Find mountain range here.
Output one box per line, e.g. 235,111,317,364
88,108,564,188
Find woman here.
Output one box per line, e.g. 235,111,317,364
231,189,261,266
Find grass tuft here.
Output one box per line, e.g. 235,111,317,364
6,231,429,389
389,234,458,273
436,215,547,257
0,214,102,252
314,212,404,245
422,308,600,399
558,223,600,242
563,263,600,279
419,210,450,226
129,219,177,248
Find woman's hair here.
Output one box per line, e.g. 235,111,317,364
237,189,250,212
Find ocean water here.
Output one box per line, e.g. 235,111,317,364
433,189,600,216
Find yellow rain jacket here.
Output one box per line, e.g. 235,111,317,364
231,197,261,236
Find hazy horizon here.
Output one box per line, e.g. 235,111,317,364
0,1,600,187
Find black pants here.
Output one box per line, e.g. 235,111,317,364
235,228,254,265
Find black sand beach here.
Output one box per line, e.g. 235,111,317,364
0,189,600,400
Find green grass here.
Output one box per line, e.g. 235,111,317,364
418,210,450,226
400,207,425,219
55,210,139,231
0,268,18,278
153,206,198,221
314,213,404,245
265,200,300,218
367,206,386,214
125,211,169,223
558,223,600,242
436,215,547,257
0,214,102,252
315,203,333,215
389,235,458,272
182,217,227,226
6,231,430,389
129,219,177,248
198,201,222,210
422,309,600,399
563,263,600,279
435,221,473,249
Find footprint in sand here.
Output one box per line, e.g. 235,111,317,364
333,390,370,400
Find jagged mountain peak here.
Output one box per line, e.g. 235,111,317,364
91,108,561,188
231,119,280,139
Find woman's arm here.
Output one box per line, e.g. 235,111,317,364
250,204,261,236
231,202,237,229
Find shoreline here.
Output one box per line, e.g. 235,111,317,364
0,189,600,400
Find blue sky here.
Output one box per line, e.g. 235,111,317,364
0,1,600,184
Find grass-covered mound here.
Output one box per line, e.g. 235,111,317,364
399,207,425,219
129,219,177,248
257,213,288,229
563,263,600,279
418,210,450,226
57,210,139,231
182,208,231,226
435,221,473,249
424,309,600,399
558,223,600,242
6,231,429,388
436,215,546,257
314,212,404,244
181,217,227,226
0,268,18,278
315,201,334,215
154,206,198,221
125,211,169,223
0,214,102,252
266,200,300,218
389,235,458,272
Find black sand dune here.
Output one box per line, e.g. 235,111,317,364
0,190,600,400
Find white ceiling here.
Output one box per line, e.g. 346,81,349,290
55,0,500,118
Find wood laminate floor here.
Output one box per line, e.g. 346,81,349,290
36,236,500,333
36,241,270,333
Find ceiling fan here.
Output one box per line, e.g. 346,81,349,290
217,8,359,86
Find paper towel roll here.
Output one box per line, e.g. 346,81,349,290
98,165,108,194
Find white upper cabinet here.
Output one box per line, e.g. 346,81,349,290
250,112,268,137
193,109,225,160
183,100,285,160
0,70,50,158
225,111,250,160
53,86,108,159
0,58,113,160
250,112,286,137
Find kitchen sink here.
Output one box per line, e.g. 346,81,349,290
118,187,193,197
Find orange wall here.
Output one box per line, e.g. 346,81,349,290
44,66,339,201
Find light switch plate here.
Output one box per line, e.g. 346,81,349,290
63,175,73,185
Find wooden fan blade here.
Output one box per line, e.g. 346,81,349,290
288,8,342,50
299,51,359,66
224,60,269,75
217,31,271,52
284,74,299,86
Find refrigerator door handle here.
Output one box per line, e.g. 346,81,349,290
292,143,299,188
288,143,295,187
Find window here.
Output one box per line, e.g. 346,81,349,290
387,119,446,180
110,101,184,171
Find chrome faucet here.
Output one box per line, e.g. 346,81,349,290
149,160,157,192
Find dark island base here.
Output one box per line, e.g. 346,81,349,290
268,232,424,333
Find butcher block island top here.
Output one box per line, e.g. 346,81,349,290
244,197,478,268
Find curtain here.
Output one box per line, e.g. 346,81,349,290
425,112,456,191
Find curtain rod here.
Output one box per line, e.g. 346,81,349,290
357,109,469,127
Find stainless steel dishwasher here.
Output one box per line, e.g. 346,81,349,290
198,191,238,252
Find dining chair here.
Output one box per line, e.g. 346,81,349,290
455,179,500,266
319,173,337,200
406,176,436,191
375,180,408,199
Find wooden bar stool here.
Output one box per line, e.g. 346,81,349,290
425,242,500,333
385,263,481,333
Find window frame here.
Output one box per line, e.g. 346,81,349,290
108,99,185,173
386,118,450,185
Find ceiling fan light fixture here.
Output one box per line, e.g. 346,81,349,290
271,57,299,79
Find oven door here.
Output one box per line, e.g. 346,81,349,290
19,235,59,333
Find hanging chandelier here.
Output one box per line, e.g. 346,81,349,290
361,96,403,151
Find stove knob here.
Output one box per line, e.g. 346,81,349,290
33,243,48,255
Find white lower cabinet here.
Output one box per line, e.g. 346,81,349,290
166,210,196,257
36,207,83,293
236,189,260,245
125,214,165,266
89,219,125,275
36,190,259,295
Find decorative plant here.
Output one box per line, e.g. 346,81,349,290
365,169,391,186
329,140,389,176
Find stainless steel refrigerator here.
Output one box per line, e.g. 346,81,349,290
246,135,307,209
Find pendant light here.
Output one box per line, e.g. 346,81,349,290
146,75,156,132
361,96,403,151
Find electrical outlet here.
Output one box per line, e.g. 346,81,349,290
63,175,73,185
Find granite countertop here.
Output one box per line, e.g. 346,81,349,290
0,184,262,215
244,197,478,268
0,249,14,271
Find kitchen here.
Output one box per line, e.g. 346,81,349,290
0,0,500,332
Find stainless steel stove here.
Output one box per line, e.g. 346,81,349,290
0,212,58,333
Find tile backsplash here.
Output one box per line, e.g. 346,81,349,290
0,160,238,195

# Work to be completed
Lay out every line from the one containing "Find wooden bar stool here." through the final line of the rows, inclusive, as a numbered list, skipping blank lines.

# Response below
1. Find wooden bar stool here.
2. Output one box per line, e.g. 346,81,349,290
3. 425,242,500,333
4. 385,263,481,333
5. Find window frame here.
6. Output one box per line, e.g. 346,81,349,290
7. 108,99,185,173
8. 386,118,450,185
9. Find ceiling fan light fixture here.
10. Output one box per line, e.g. 346,81,349,290
11. 271,57,299,79
12. Find oven door here.
13. Output one box per line, e.g. 346,81,349,290
14. 19,235,59,333
15. Find hanging chandelier here.
16. Output one box per line, e.g. 346,81,349,290
17. 361,96,403,151
18. Find stove knob here.
19. Output one box per line, e.g. 346,81,349,290
20. 33,243,48,255
21. Find white lower cabinet here.
22. Output one box per line, e.g. 346,81,349,290
23. 166,210,196,257
24. 36,207,83,293
25. 236,189,260,245
26. 125,214,165,266
27. 89,219,125,275
28. 36,190,259,295
29. Find decorative plant here.
30. Output one box per line, e.g. 346,81,349,290
31. 365,169,391,186
32. 329,140,389,176
33. Find stainless steel refrigerator here.
34. Output one box per line, e.g. 346,81,349,290
35. 246,135,307,209
36. Find pendant light here.
37. Output one box per line, e.g. 346,81,349,290
38. 146,75,156,132
39. 361,96,403,151
40. Find electrical outlet here.
41. Output one box per line, e.g. 346,81,349,290
42. 63,175,73,185
43. Find granite countertop here.
44. Output one box per line, e.g. 346,81,349,290
45. 0,184,262,215
46. 244,197,478,268
47. 0,249,14,271
48. Find kitchen here.
49. Output one box per line, e.g. 346,81,349,290
50. 0,0,500,332
51. Find stainless steel stove here.
52. Output one box per line, e.g. 346,81,349,290
53. 0,212,58,333
54. Find tile backsplash here.
55. Output one box per line, e.g. 346,81,349,290
56. 0,160,238,195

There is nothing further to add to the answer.